■ EXCERPT TO READ

Of all industrial sectors that the World Bank Group on CSR Practice reviewed in 2003, `the least developed in terms of codes of conduct and CSR initiatives' was tourism. As a sustainable development paradigm, CSR was introduced in tourism more recently. The UN World Tourism Organisation (UNWTO) developed the Global Code of Ethics for Tourism (GCET), to guide the stakeholders of tourism development on an ethical basis. However, since these efforts are voluntary and not legally binding, they cannot force the tourism industry to practice these codes.

If tourism industry has to be socially responsible, they have to address many other issues apart from setting up codes of conduct based on their production of services. In any case, for an industry, which exploits the local communities, women, children and environment for profits it will always be difficult to be socially responsible. If the term has to have real meaning, the industrial paradigm has to be restructured.

Tourism versus Women and Children

Sex plays a major role in all development of major tourist locations in Asia. In this part of the world, Thailand, Philippines and Sri Lanka were the first to use sex tourism as a means of enticing the tourists. Men, women and children are employed in sex tourism. From the standpoint of the struggles of the sex workers in Asia, sex cannot be judged in simple moralistic sense and the rights of the sex workers need to be addressed. At the same time, tourism as a process of converting men, women and children of the local communities into dehumanising sex work also needs to be addressed. Apart from the conversion of the members of the local community into direct sex work, the local youth are being converted into pimps for this pleasure industry.

In traditional societies, dignity of a community depends largely on the dignity of women. Whether it be the war in Sri Lanka, or the communal genocide in Gujarat, or the take over of the North East India or Kashmir by the Indian army, the reason why women are raped is largely because of the fact that once women are humiliated, the dignity of the community collapses. As per the psychology of the oppressor in these situations, with such humiliation, the task of conquering the community is over. Perhaps the invasion of tourism on local communities is much more subtler in comparison with the above examples of conflict. However, the overall effect in the minds of the guest and the host is same. It is an invasion with a pretension of benefit for both parties. You are being paid for the loss of your dignity.

Coordinate annotation records:
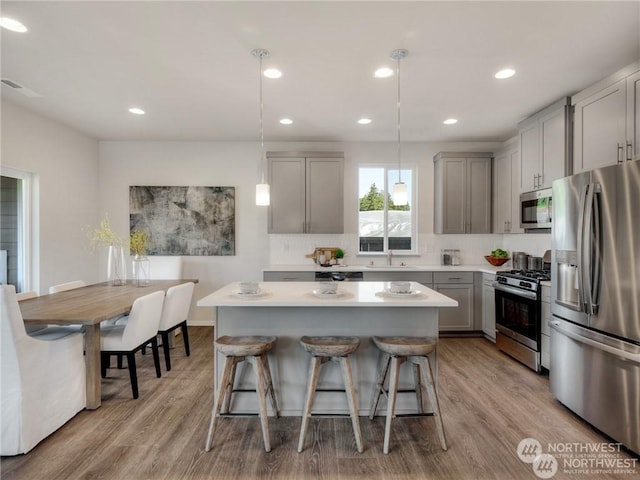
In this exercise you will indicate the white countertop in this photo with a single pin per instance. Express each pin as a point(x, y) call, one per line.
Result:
point(301, 294)
point(484, 268)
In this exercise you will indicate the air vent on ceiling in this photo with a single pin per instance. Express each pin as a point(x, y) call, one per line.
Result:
point(16, 87)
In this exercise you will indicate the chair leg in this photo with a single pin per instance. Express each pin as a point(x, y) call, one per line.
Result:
point(264, 360)
point(427, 377)
point(156, 356)
point(262, 399)
point(217, 402)
point(185, 337)
point(131, 362)
point(228, 390)
point(345, 365)
point(165, 349)
point(391, 404)
point(314, 370)
point(381, 375)
point(104, 363)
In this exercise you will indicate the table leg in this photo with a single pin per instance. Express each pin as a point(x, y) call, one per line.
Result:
point(92, 362)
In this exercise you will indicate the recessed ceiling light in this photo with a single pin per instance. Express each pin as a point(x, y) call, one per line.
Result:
point(13, 25)
point(505, 73)
point(383, 72)
point(272, 73)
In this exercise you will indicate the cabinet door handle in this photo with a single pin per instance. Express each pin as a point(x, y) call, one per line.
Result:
point(620, 154)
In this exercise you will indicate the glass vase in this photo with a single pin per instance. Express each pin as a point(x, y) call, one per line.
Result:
point(116, 268)
point(141, 270)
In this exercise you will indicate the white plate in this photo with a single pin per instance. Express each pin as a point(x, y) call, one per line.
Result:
point(320, 294)
point(412, 293)
point(259, 293)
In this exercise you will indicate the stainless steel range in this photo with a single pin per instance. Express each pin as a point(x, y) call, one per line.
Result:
point(519, 314)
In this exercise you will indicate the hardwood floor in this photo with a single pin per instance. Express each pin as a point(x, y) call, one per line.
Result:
point(489, 404)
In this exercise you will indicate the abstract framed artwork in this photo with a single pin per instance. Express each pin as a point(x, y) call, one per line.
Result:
point(189, 221)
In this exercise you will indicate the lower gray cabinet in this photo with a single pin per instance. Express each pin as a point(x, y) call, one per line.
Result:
point(459, 286)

■ TASK OBJECTIVE
Print the entire passage on tourism and corporate social responsibility from above, word for word.

■ EXERCISE RESPONSE
Of all industrial sectors that the World Bank Group on CSR Practice reviewed in 2003, `the least developed in terms of codes of conduct and CSR initiatives' was tourism. As a sustainable development paradigm, CSR was introduced in tourism more recently. The UN World Tourism Organisation (UNWTO) developed the Global Code of Ethics for Tourism (GCET), to guide the stakeholders of tourism development on an ethical basis. However, since these efforts are voluntary and not legally binding, they cannot force the tourism industry to practice these codes.

If tourism industry has to be socially responsible, they have to address many other issues apart from setting up codes of conduct based on their production of services. In any case, for an industry, which exploits the local communities, women, children and environment for profits it will always be difficult to be socially responsible. If the term has to have real meaning, the industrial paradigm has to be restructured.

Tourism versus Women and Children

Sex plays a major role in all development of major tourist locations in Asia. In this part of the world, Thailand, Philippines and Sri Lanka were the first to use sex tourism as a means of enticing the tourists. Men, women and children are employed in sex tourism. From the standpoint of the struggles of the sex workers in Asia, sex cannot be judged in simple moralistic sense and the rights of the sex workers need to be addressed. At the same time, tourism as a process of converting men, women and children of the local communities into dehumanising sex work also needs to be addressed. Apart from the conversion of the members of the local community into direct sex work, the local youth are being converted into pimps for this pleasure industry.

In traditional societies, dignity of a community depends largely on the dignity of women. Whether it be the war in Sri Lanka, or the communal genocide in Gujarat, or the take over of the North East India or Kashmir by the Indian army, the reason why women are raped is largely because of the fact that once women are humiliated, the dignity of the community collapses. As per the psychology of the oppressor in these situations, with such humiliation, the task of conquering the community is over. Perhaps the invasion of tourism on local communities is much more subtler in comparison with the above examples of conflict. However, the overall effect in the minds of the guest and the host is same. It is an invasion with a pretension of benefit for both parties. You are being paid for the loss of your dignity.